That cushion is now larger than ever . Peru's international reserves have doubled to a record of nearly $60 billion since 2009 (nearly a third of total GDP), its net public sector debt load is 6 percent of GDP, and its public sector surplus in the first half of the year was a 7 percent of GDP. Take into account other resources it has and that swells to 14 percent.
BROADENING THE DEFINITION OF RETAIL
Ordinary Peruvians sound increasingly confident.
"The U.S.? The U.S. is screwed! - because of the crisis," Ana Avila, 42, a grinning potato farmer who lives near Huancayo, said in rhyming Spanish at the Chupaca outdoor animal market and slaughterhouse.
Chatting in Quechua with her elderly mother, she had come to the Chupaca market to buy a bucket of sheep's blood, which she said has curative powers. She swathed it on her sick baby before wrapping him in a blanket.
Like many Peruvian consumers, she has one foot in the formal economy where taxes and labor benefits are paid and another in the free-for-all of the informal economy. Sometimes she goes to Plaza Vea, the modern supermarket in Huancayo's mall.
"The good thing about Plaza Vea is they don't trick you when you weigh items. They charge you a fair price, but they also charge sales tax, so it's not always affordable for me. In normal markets, you don't pay tax but you can get tricked by people who charge you 50 grams extra."
Huancayo and the surrounding Junin region have also benefitted from growth in so-called non-traditional exports, which have continued to rise even as metals exports sink.
Junin produces Quinoa, the nutrient-rich grain that NASA once identified as a potential crop to raise on long space missions, and the pricey wool of alpacas, the cameloids that graze on stubby Andean grasses.
Quinoa exports have risen exponentially to 7,600 tonnes last year, up from 148 tonnes a decade ago, according to the agriculture ministry. And though they dipped early this year, alpaca and llama fiber exports rose 20 percent last year, according to the trade ministry.
"People with lots of acreage are forming cooperatives and exporting quinoa," said Flor Lazo, 25, who was selling the grain from sacks at a market in Chupaca. She said her family's income has risen in recent years because they have improved the quality of seeds they plant.

■ **PROBLEM 1**
Answer these questions from the article on Peru's economy:
(a) What is Peru's net public sector debt load as a share of GDP?
(b) What did Ana Avila come to the Chupaca market to buy?
(c) According to the agriculture ministry, how many tonnes of quinoa were exported last year?
■ **PROBLEM 2**
Reproduce, word for word, everything in the article on Peru's economy from "Chatting in Quechua" down to "in Huancayo's mall.".
■ **PROBLEM 3**
Carry the article on Peru's economy forward from its last sentence.

■ **PROVIDED RECORDS**
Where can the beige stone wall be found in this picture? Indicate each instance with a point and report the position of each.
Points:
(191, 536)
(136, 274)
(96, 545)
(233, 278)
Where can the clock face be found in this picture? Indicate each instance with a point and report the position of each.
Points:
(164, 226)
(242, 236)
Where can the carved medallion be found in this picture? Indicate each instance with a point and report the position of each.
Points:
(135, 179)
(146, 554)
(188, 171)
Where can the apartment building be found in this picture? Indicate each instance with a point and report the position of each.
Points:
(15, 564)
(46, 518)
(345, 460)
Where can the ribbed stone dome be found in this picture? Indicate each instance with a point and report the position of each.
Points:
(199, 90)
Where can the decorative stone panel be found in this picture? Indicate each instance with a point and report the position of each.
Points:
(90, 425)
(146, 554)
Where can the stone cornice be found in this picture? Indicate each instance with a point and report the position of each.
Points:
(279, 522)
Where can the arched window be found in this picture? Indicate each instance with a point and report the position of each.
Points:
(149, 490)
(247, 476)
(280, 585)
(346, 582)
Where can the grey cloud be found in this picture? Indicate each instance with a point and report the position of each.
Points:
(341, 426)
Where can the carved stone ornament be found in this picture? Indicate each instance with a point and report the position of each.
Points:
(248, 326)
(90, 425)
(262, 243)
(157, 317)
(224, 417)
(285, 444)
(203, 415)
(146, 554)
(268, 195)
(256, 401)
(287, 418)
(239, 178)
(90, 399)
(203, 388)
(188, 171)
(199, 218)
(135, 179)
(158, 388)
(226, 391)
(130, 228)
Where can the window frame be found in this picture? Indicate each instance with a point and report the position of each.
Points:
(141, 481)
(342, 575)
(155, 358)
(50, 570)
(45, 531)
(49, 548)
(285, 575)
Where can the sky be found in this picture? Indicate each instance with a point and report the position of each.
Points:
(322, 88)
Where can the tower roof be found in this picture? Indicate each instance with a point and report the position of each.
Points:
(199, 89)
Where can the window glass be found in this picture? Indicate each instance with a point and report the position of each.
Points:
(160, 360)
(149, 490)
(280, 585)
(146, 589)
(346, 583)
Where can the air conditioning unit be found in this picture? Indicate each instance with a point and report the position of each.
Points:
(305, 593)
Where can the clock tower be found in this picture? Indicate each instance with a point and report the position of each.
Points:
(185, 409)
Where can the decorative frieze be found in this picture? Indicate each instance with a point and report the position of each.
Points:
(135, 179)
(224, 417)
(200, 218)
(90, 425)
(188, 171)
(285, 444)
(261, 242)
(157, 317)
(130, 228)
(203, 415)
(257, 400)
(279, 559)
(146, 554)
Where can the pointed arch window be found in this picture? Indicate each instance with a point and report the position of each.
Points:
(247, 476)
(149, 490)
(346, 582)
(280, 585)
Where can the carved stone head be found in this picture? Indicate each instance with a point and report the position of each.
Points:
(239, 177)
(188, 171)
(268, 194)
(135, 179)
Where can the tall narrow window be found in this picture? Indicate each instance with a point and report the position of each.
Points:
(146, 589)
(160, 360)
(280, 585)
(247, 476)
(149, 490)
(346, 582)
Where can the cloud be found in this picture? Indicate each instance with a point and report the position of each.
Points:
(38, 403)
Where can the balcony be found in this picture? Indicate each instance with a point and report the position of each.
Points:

* * *

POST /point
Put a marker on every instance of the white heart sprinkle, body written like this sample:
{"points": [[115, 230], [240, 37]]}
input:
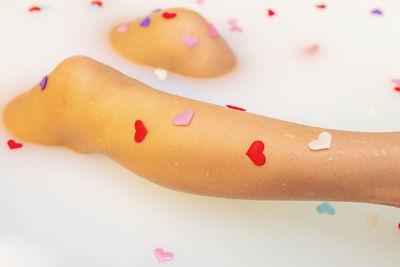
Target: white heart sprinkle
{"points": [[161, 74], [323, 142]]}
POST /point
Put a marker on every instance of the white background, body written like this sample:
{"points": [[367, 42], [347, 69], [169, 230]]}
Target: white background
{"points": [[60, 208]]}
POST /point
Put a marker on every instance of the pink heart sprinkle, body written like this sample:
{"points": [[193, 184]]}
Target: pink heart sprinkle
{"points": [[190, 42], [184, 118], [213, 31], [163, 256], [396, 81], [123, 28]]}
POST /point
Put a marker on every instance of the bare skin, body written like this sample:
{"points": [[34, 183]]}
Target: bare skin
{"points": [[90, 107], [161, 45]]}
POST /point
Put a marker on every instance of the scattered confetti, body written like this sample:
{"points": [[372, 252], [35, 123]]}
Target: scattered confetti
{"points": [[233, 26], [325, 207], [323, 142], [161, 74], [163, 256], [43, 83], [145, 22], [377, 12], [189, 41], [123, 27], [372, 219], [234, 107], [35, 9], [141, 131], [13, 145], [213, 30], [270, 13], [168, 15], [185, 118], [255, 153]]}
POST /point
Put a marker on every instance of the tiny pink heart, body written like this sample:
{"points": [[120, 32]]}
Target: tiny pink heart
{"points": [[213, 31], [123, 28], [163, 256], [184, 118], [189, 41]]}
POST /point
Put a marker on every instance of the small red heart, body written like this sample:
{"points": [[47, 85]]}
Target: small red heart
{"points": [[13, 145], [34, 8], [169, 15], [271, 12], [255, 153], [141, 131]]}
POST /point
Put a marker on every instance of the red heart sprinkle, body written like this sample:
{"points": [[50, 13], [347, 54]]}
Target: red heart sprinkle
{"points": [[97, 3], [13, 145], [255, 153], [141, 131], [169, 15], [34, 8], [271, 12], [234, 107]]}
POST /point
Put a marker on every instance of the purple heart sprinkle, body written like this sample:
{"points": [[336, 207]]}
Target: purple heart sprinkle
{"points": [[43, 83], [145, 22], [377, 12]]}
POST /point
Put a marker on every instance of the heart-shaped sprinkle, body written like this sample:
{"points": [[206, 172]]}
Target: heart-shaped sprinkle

■ **ANSWER SPACE 1**
(a) 6 percent of GDP.
(b) A bucket of sheep's blood.
(c) 7,600 tonnes.

■ **ANSWER SPACE 2**
Chatting in Quechua with her elderly mother, she had come to the Chupaca market to buy a bucket of sheep's blood, which she said has curative powers. She swathed it on her sick baby before wrapping him in a blanket.
Like many Peruvian consumers, she has one foot in the formal economy where taxes and labor benefits are paid and another in the free-for-all of the informal economy. Sometimes she goes to Plaza Vea, the modern supermarket in Huancayo's mall.

■ **ANSWER SPACE 3**
The geographic changes in consumption are also occurring within Lima. Many of the new malls in the capital are popping up in peripheral neighborhoods that only 20 years ago were poor but are now populated by an expanding middle-class that demands better services and higher-quality goods, according to Arellano Marketing, a research firm.
Mall Aventura Plaza is currently spending $80 million to expand two of its malls and build another, in Santa Anita, on Lima's eastern periphery.
Efforts to capture this new middle-class have, in many respects, been led by Interbank, which has sought to broaden the definition of retail, former executives say. It has bought a chain of affordable private schools and a university, along with a chain of pharmacies, Chinese fast-food, and hamburger stands.
Innova, the name of the schools, has introduced a new concept between horrendous public schools and traditional private schools for the rich that can cost a pupil's family $1,000 a month.
It charges between $95 and $150 a month for what it calls a cutting-edge curriculum. It has 11 schools and nearly 5,000 students. It plans to open 70 schools nationwide over the next 10 years, which would make it the biggest chain of its kind in Latin America.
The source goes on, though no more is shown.